━━━ Text extract

# not golden - found in submerged crate



## crayola_sky (Jan 18, 2011)

Two-year-old dog found in crate, partially submerged in stream near Olympic View Golf Club. this story was in my local paper today.

how anyone could be so heartless and crule is unimaginatable.

A dog is supposed to be forever...a family memeber...but if you can not care for it there are rescue organizations and places out there to take it. 
leaving it in a submerged cage with no way to escape is possibly one of the crulest acts anyone could do.


----------



## Charliethree (Jul 18, 2010)

It never ceases to amaze me how cruel and cold hearted people can be. So wonderful that someone took the time to help the poor dog out!!!


----------



## Oaklys Dad (Dec 28, 2005)

That is so tragic.


----------



## crayola_sky (Jan 18, 2011)

Yeah it brought tears to my eyes. what amazing people..and one lucky dog.
I have no doubt this pup will not be in that shelter long. it is a no kill, and when stories like this hit the paper the adoption lineup is a mile long.


----------



## knepp1bj (Jun 25, 2009)

I just emailed them to see if she still available. no word yet...i would 100% totally adopt her and give her a loving home


----------



## Karen519 (Aug 21, 2006)

*Knepp*

Knepp

Did you ever get a reply?

━━━━━━
━━━ Extracted material

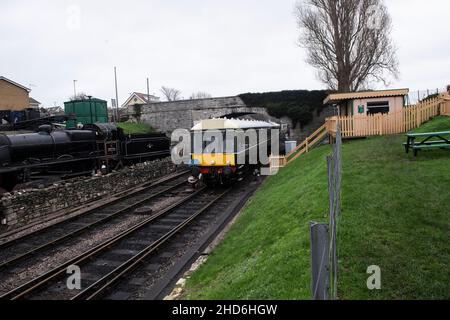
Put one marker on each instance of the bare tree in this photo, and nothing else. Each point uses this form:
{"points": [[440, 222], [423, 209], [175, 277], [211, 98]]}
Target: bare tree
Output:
{"points": [[200, 95], [171, 94], [348, 42], [79, 96]]}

━━━━━━

_The tasks_
(a) In the forum thread about the dog found in a submerged crate, where was the crate found?
(b) Write the next part of the forum thread about the dog found in a submerged crate, following on from its last post.
None of the material is needed here.

_Exercise responses_
(a) In a stream near Olympic View Golf Club.

(b)
----------



## knepp1bj (Jun 25, 2009)

i got a reply from the guy who wrote the article saying he has not heard anything back but she was taken here

BC SPCA: Main

i have been trying to contact them...

such a horrible thing to such a great dog. Germans are great and i think are a bit like pits where as people think they are all mean dogs, my g/f grew up with them and until i met her i thought that as well. now i love them.


----------



## CAROLINA MOM (May 12, 2009)

So cruel, so heartless, just when I think I've seen or heard it all, something else comes along that is so far worse. What is wrong with man kind????????

Such a beautiful Shepherd, good luck knepp1bj, hope the adoption works out for you.


----------



## knepp1bj (Jun 25, 2009)

well finally got a hold of the right people, she has been adopted and is doing great!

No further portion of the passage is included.